* What the exercise asks:
Reproduce the entries beneath exactly, without their images.

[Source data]

§ §

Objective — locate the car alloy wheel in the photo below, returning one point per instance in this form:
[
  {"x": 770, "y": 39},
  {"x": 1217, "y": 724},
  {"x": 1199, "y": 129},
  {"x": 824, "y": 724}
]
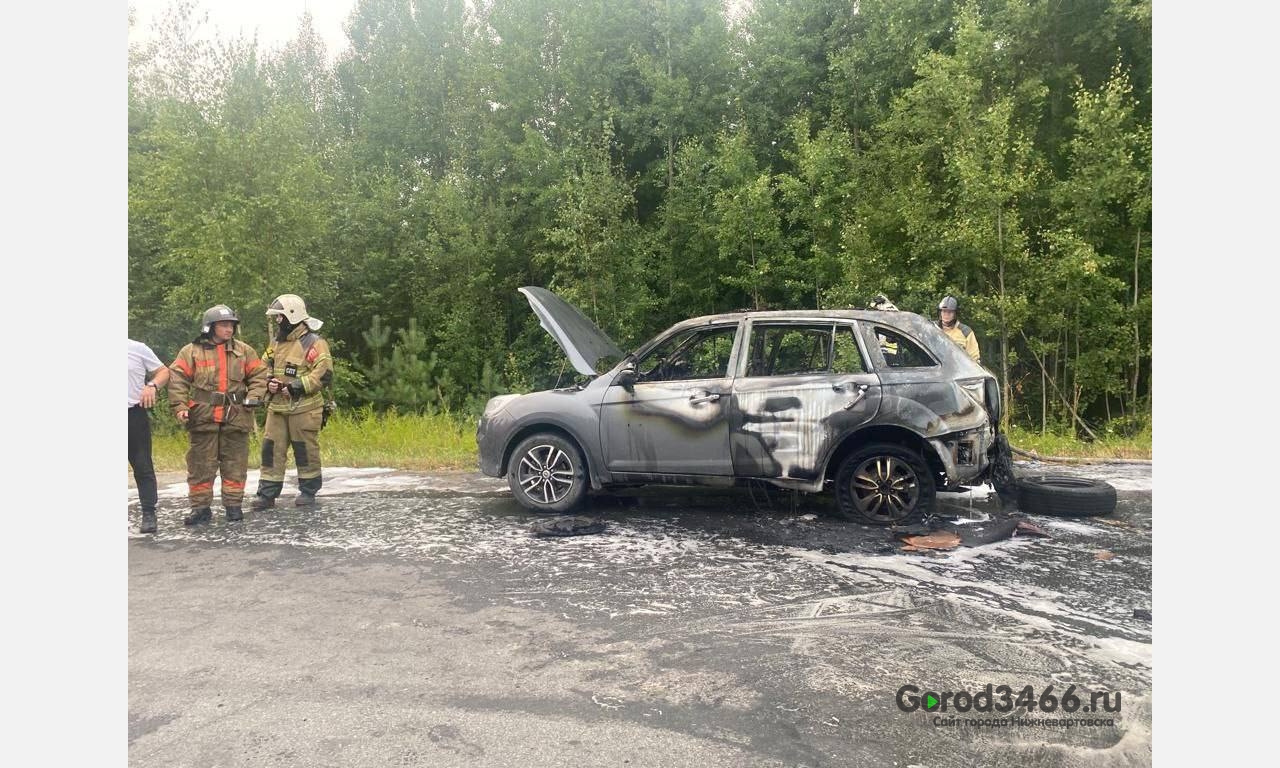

§ §

* Solution for this exercise:
Objective — locate the car alloy wheel in the photo below, returning one point per instance in this form:
[
  {"x": 770, "y": 39},
  {"x": 1217, "y": 724},
  {"x": 1199, "y": 129},
  {"x": 824, "y": 724}
]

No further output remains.